SOURCE RECORDS start

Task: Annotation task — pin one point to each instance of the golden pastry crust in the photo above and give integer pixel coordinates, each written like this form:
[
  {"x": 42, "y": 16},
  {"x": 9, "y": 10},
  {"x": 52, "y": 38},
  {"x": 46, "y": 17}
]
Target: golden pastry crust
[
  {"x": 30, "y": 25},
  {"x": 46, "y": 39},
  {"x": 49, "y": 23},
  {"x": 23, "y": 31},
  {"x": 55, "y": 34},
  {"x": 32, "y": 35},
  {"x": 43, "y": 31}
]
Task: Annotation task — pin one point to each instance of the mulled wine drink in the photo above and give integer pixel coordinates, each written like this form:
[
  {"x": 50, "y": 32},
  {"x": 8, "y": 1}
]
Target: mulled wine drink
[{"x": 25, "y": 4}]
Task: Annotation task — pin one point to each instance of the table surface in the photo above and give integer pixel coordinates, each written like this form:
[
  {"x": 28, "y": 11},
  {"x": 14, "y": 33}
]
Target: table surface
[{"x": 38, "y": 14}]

SOURCE RECORDS end

### WHAT THE EXERCISE ASKS
Reproduce the lines of the records above, character for character, from the line containing "of the mulled" through the end of the records, including both of those lines.

### RESPONSE TO THE TASK
Task: Annotation task — pin one point to each instance of the mulled wine drink in the photo above and give integer pixel coordinates, each written like this form:
[
  {"x": 50, "y": 32},
  {"x": 8, "y": 1}
]
Target: mulled wine drink
[{"x": 25, "y": 4}]
Task: Annotation task — pin one point to each instance of the table surface in the photo above and give integer pixel coordinates, each written like this form:
[
  {"x": 28, "y": 11},
  {"x": 14, "y": 33}
]
Target: table surface
[{"x": 38, "y": 14}]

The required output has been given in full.